__Your goal__.
Convert every line of the listing below into a numbered list, omitting blank lines and leaving the pictures out.

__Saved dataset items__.
..............................
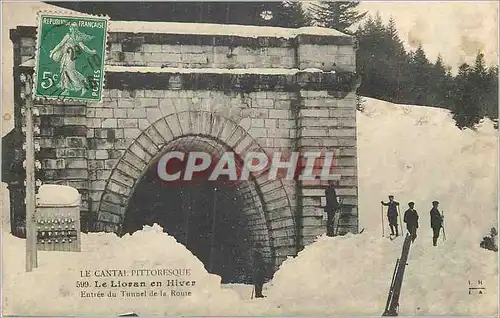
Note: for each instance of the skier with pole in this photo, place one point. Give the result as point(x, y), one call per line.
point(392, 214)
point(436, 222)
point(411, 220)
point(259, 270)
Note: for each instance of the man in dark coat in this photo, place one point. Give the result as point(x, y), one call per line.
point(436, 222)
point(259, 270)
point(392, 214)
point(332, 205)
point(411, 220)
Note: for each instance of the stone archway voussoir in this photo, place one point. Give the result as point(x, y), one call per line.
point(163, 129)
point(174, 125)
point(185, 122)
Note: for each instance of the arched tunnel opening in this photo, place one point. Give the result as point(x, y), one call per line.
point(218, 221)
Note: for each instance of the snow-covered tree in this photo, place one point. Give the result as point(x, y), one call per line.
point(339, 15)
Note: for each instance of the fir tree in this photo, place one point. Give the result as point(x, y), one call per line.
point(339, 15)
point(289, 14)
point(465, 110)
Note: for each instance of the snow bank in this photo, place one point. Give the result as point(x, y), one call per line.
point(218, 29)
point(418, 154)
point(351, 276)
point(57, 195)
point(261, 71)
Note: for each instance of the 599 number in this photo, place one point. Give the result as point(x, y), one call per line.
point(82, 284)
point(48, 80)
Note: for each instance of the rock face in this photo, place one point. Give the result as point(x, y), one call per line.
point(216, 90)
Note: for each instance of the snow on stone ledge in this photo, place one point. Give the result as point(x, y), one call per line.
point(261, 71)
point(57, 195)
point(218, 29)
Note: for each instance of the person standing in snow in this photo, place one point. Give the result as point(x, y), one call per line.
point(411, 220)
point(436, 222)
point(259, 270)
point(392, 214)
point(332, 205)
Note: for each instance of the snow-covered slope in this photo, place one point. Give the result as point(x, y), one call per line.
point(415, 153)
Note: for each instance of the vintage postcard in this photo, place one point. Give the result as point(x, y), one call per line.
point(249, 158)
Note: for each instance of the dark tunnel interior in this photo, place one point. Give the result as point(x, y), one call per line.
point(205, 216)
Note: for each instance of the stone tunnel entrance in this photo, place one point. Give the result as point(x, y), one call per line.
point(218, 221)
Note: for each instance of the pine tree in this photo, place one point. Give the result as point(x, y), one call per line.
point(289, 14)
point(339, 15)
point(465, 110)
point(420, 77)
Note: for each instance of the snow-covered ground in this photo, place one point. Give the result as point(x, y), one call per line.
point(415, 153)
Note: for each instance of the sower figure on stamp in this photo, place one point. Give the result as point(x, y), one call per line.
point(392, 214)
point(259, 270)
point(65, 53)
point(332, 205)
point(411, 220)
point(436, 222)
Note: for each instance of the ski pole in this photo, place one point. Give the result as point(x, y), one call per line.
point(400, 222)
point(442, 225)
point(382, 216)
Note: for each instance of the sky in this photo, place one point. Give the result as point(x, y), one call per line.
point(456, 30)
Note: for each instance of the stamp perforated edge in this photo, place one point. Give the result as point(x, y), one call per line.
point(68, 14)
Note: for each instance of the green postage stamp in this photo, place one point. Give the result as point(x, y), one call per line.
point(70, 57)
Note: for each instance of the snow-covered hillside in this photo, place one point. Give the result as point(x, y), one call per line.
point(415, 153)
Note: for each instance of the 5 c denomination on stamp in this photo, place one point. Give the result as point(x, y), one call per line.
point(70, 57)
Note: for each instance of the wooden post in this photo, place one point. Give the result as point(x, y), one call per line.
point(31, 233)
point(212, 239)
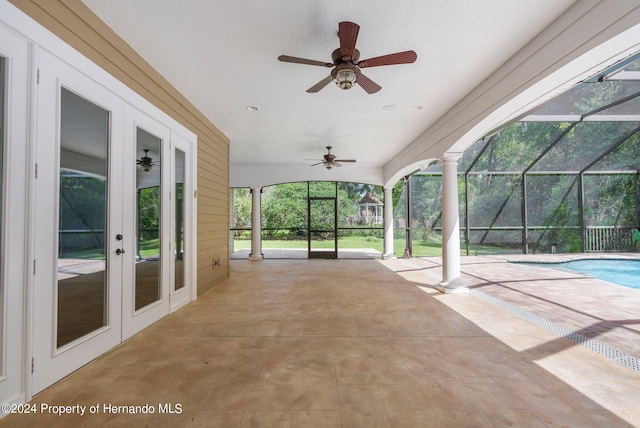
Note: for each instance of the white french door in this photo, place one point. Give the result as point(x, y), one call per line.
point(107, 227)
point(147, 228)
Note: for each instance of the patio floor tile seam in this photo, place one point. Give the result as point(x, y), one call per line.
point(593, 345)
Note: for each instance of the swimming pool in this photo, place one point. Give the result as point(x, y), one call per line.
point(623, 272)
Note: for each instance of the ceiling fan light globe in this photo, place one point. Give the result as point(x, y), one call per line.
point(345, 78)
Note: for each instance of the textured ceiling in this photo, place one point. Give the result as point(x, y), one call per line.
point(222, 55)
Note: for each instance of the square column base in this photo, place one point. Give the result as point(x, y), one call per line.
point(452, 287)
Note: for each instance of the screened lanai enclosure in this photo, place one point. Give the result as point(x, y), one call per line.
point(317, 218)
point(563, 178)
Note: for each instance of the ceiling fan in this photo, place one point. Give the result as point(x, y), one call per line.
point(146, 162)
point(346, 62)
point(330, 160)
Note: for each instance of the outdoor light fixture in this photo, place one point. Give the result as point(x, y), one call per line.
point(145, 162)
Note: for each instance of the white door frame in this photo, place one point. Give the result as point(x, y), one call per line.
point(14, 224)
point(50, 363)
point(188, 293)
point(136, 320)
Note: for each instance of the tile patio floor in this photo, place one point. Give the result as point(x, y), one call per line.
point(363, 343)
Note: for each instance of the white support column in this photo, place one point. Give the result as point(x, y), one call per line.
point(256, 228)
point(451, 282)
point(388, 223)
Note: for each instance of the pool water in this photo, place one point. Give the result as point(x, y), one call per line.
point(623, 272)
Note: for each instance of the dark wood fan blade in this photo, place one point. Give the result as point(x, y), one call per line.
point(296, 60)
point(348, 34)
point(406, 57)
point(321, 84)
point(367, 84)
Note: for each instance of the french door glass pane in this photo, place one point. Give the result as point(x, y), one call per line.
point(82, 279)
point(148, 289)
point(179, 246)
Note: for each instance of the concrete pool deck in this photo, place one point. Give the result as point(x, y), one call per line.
..............................
__Solution for this exercise__.
1. Note: for each instance of the skier with pole in this photo, place one point. Give the result as point(x, y), one call per line.
2. point(392, 214)
3. point(436, 222)
4. point(411, 220)
5. point(259, 270)
6. Note: for each instance of the man in dark coat in this photo, place one point. Give the result as point(x, y), one call per line.
7. point(436, 222)
8. point(259, 270)
9. point(392, 214)
10. point(332, 205)
11. point(411, 220)
12. Note: for each instance of the stone archway voussoir in this photo, place one point. Give the result as point(x, y), one call per line.
13. point(163, 129)
14. point(174, 125)
15. point(185, 122)
16. Note: for each instance of the arched tunnel opening in this photo, place one point. Give the result as point(x, y), one call per line.
17. point(218, 221)
18. Note: for each instance of the snow-covered tree in this photo, place one point. Give the result as point(x, y), one call per line.
19. point(339, 15)
20. Note: for each instance of the fir tree in this photo, place one point. Give the result as point(x, y), one call per line.
21. point(339, 15)
22. point(289, 14)
23. point(465, 110)
24. Note: for each instance of the snow bank in this photo, place one point. Give the result as point(x, y), one call per line.
25. point(218, 29)
26. point(418, 154)
27. point(351, 276)
28. point(57, 195)
29. point(261, 71)
30. Note: for each instance of the 599 number in this photo, place one point. Give the result as point(x, y), one call per line.
31. point(82, 284)
32. point(48, 80)
33. Note: for each instance of the rock face in this photo, place one point. Give the result as point(x, y), one call per line.
34. point(216, 90)
35. Note: for each instance of the snow on stone ledge in this photo, place one point. Give the result as point(x, y), one call per line.
36. point(261, 71)
37. point(57, 195)
38. point(218, 29)
39. Note: for each instance of the person standing in snow in this photo, place one point. Give the result as point(x, y), one call per line.
40. point(411, 220)
41. point(436, 222)
42. point(259, 270)
43. point(392, 214)
44. point(332, 205)
45. Note: for each instance of the snow-covered slope in this photo, place one point. Give the result as point(x, y), one call per line.
46. point(415, 153)
47. Note: for each instance of the vintage postcard in this photo, place one point. Give the result as point(x, y), one call per line.
48. point(249, 158)
49. Note: for each instance of the dark tunnel interior in this photo, place one point. Give the result as point(x, y), one call per line.
50. point(205, 216)
51. Note: for each instance of the stone tunnel entrance in this photo, place one point. Give the result as point(x, y), one call per line.
52. point(218, 221)
53. Note: for each instance of the pine tree in this photo, place one point. Give the result as point(x, y), one call per line.
54. point(289, 14)
55. point(339, 15)
56. point(465, 110)
57. point(420, 77)
58. Note: for each instance of the snow-covered ground in this photo, place one point. Give the result as point(x, y), one call per line.
59. point(415, 153)
60. Note: for each instance of the sower figure on stamp in this photo, place one point. Give the result as point(x, y), one call per line.
61. point(392, 214)
62. point(259, 270)
63. point(65, 53)
64. point(332, 205)
65. point(411, 220)
66. point(436, 222)
67. Note: for each instance of the ski pole in this photo, place one point. Give the result as point(x, y), one call per line.
68. point(400, 222)
69. point(442, 225)
70. point(382, 216)
71. Note: for each instance of the sky in this photo, place one point. Give the result as point(x, y), one call per line.
72. point(456, 30)
73. Note: for each instance of the stamp perforated edge in this photo, place one point. Give the result as point(x, y), one call per line.
74. point(68, 14)
75. Note: for each instance of the green postage stamp in this photo, place one point. Give the result as point(x, y), one call per line.
76. point(70, 57)
77. Note: for each instance of the snow-covered hillside in this photo, place one point. Give the result as point(x, y), one call per line.
78. point(415, 153)
79. Note: for each instance of the 5 c denomination on stamp in this photo, place one point. Give the result as point(x, y), one call per line.
80. point(70, 57)
81. Note: for each instance of the wooden post in this photo, place one point. Give the result as point(x, y), one call per line.
82. point(31, 233)
83. point(212, 239)
84. Note: for each instance of the white french door in this photo, place one point. Give the result as point(x, y), one call per line.
85. point(107, 227)
86. point(147, 228)
87. Note: for each instance of the patio floor tile seam in this photo, place one point. Give the result as point(x, y), one call per line.
88. point(593, 345)
89. Note: for each instance of the swimming pool in this photo, place one point. Give the result as point(x, y), one call per line.
90. point(623, 272)
91. Note: for each instance of the ceiling fan light globe in this photo, place one point. Give the result as point(x, y), one call per line.
92. point(345, 78)
93. Note: for each instance of the textured ceiling in this photo, place one point. Give the result as point(x, y), one call per line.
94. point(222, 55)
95. Note: for each instance of the square column base in this photo, place one point. Give the result as point(x, y), one call per line.
96. point(452, 287)
97. Note: for each instance of the screened lanai enclosure in this photo, place one point. Give the result as point(x, y), one call per line.
98. point(317, 218)
99. point(563, 178)
100. Note: for each instance of the ceiling fan in this photo, place one point. Give the result as point(x, y), one call per line.
101. point(146, 162)
102. point(346, 62)
103. point(330, 160)
104. Note: for each instance of the outdoor light fixture in this photo, place one point. Give the result as point(x, y), one call per line.
105. point(145, 162)
106. Note: for each instance of the white door frame in this photo, place one point. Give the result as point(x, y), one call per line.
107. point(14, 224)
108. point(50, 363)
109. point(188, 293)
110. point(136, 320)
111. Note: for each instance of the tile patio floor in this photo, place one point. Give the result as point(x, y), one call per line.
112. point(363, 343)
113. Note: for each instance of the white support column in this photo, place one point. Give the result as point(x, y), one call per line.
114. point(256, 228)
115. point(451, 282)
116. point(388, 223)
117. Note: for each instance of the pool water in this photo, place one point. Give the result as point(x, y), one call per line.
118. point(623, 272)
119. Note: for each instance of the dark wood fan blade in this photo, place one point. Give the result as point(x, y), one call per line.
120. point(296, 60)
121. point(348, 34)
122. point(406, 57)
123. point(321, 84)
124. point(367, 84)
125. Note: for each instance of the french door glass pane in this photo, place one point. Give the result as point(x, y), one call per line.
126. point(82, 279)
127. point(148, 289)
128. point(179, 246)
129. Note: for each instance of the concrete pool deck in this photo, place one point. Give the result as point(x, y), one call per line.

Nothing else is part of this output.